- **Records for the exercise**:
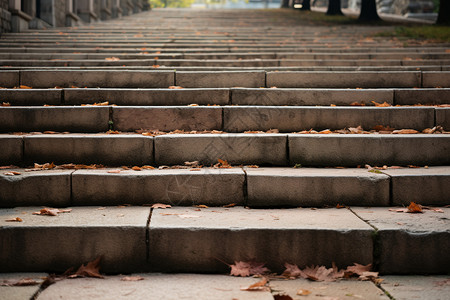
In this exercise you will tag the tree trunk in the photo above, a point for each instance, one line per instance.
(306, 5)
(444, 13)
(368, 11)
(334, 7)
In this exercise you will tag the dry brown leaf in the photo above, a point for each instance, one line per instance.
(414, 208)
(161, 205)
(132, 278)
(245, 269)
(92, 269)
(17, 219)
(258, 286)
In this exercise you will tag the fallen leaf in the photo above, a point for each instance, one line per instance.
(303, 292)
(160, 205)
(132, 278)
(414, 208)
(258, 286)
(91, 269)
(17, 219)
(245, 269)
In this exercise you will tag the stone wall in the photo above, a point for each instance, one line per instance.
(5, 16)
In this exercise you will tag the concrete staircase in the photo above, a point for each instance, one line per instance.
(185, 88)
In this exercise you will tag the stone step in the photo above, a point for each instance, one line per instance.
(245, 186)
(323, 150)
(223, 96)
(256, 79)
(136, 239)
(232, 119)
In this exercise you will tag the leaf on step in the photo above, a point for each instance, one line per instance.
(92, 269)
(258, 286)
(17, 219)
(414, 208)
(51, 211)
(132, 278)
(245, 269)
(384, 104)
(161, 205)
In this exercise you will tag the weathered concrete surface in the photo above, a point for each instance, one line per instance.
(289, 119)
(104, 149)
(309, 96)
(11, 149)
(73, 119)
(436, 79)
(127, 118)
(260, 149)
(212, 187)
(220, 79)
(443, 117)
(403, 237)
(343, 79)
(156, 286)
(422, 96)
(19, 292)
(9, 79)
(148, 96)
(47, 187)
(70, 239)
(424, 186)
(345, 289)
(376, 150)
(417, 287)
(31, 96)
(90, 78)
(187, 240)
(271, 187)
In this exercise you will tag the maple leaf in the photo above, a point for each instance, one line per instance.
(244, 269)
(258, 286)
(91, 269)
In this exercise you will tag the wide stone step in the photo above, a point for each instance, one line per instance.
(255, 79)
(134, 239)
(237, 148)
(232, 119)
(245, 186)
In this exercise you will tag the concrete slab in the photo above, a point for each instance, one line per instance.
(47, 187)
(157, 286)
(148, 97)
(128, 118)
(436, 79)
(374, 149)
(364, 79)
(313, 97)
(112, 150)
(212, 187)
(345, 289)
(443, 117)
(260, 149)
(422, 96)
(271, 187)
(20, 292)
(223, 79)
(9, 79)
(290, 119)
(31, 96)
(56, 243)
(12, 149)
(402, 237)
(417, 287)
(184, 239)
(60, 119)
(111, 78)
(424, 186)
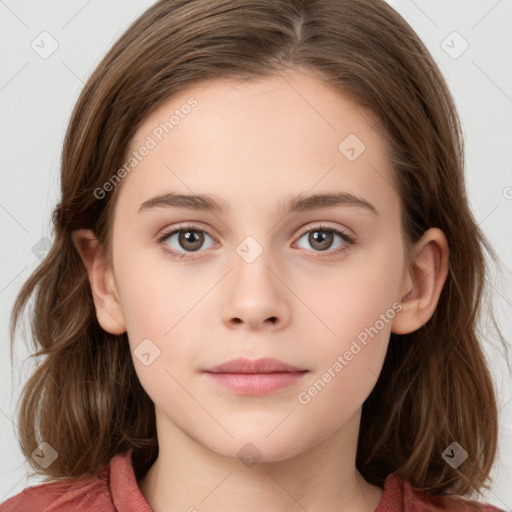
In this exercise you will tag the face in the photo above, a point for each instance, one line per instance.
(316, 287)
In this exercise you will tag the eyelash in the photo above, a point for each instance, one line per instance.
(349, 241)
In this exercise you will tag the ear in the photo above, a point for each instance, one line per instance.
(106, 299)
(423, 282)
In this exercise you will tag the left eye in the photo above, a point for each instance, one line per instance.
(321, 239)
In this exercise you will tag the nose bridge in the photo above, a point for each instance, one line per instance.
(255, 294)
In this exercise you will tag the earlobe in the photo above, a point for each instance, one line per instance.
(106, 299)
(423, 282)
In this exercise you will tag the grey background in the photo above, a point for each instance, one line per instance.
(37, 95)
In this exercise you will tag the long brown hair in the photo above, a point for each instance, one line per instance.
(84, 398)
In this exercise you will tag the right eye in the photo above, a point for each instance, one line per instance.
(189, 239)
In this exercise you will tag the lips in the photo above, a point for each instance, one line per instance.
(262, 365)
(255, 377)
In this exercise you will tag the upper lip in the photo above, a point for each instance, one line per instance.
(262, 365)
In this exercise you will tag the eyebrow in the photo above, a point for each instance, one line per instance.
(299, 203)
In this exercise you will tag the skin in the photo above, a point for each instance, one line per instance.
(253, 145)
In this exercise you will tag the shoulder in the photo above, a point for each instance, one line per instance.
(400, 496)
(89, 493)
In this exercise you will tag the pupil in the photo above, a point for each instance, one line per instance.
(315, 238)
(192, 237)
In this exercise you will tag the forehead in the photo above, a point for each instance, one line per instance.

- **Task goal**:
Send back the data above verbatim, leaving out its pictures.

- **Solved exercise**:
In this exercise you will tag the tree trunk in the photo above, a point for each instance, one line per instance.
(306, 5)
(444, 13)
(368, 11)
(334, 7)
In this exercise you will tag the dry brown leaf in the photo above, a point for each instance, one line per instance.
(414, 208)
(161, 205)
(132, 278)
(245, 269)
(92, 269)
(17, 219)
(258, 286)
In this exercise you will tag the fallen leaf in the photo above, a point for each instance, one line per instance.
(303, 292)
(160, 205)
(132, 278)
(414, 208)
(258, 286)
(91, 269)
(17, 219)
(245, 269)
In this exercise you will tag the stone wall in the photo above, a point for each instance, one line per instance.
(5, 16)
In this exercise you will tag the concrete staircase in the photo above, a point for each instance, one line per instance.
(185, 88)
In this exercise you will tag the stone step in the photo above, a point for each instance, one line per instance.
(245, 186)
(323, 150)
(223, 96)
(256, 79)
(136, 239)
(232, 119)
In this exercise you will tag the leaf on step in the photo above, a point for each instance, one line per instance.
(92, 269)
(258, 286)
(17, 219)
(414, 208)
(51, 211)
(132, 278)
(245, 269)
(384, 104)
(161, 205)
In this exercise you will tag the weathered concrete surface in the photo above, a point for each instance, one line per instance.
(289, 119)
(104, 149)
(309, 96)
(11, 149)
(73, 119)
(436, 79)
(127, 118)
(260, 149)
(212, 187)
(220, 79)
(443, 117)
(403, 237)
(343, 79)
(156, 286)
(422, 96)
(19, 292)
(9, 79)
(148, 96)
(47, 187)
(70, 239)
(424, 186)
(345, 289)
(376, 150)
(417, 287)
(31, 96)
(90, 78)
(187, 240)
(271, 187)
In this exercise you will tag the maple leaf in the photo above, a point for each instance, one line per instance.
(244, 269)
(258, 286)
(91, 269)
In this exercise you will tag the wide stone step in the photo above, a point for each instance, one line per instance.
(255, 79)
(134, 239)
(237, 148)
(232, 119)
(245, 186)
In this exercise you will tag the concrete slab in the photo above, a point for each instance, one line per instance.
(47, 187)
(157, 286)
(148, 97)
(128, 118)
(436, 79)
(374, 149)
(364, 79)
(313, 97)
(112, 150)
(212, 187)
(345, 289)
(443, 117)
(260, 149)
(422, 96)
(271, 187)
(20, 292)
(223, 79)
(9, 79)
(290, 119)
(31, 96)
(56, 243)
(12, 149)
(402, 237)
(417, 287)
(184, 239)
(60, 119)
(111, 78)
(424, 186)
In this exercise you will tag the face in the photo above, a point for each instance, one line per instance.
(316, 287)
In this exercise you will tag the eyelash in the photo above, a point for each instance, one line per instance.
(349, 241)
In this exercise you will tag the ear in the photo above, a point for each instance, one line per instance.
(106, 299)
(423, 282)
In this exercise you will tag the left eye in the photo above, a point for each instance, one line per instance.
(321, 239)
In this exercise you will tag the nose bridge in the photo above, a point for each instance, one line per instance.
(255, 294)
In this exercise you will tag the earlobe in the photo above, a point for each instance, one line per instance.
(106, 299)
(423, 282)
In this exercise you will tag the grey background in the photo above, a point for each instance, one line per instance.
(37, 95)
In this exercise you will tag the long brown hair in the photo above, a point for each instance, one line per instance.
(84, 398)
In this exercise you will tag the right eye in the photo above, a point for each instance, one line per instance.
(189, 239)
In this exercise you will tag the lips in the photo above, a point for each instance, one line per instance.
(262, 365)
(255, 377)
In this exercise you will tag the upper lip in the photo above, a point for each instance, one line per instance.
(262, 365)
In this exercise you will tag the eyebrow in the photo above, a point for each instance, one line per instance.
(299, 203)
In this exercise you will tag the skin in the photo above, a point for each instance, one line per instance.
(253, 145)
In this exercise you will tag the shoulder in the photo above, a point for each instance, one line per instance.
(400, 496)
(89, 493)
In this exercise you will tag the pupil in the photo above, a point for each instance, one line per instance.
(315, 238)
(192, 237)
In this exercise you will tag the forehead in the photo above, a point for each instance, one line per instance.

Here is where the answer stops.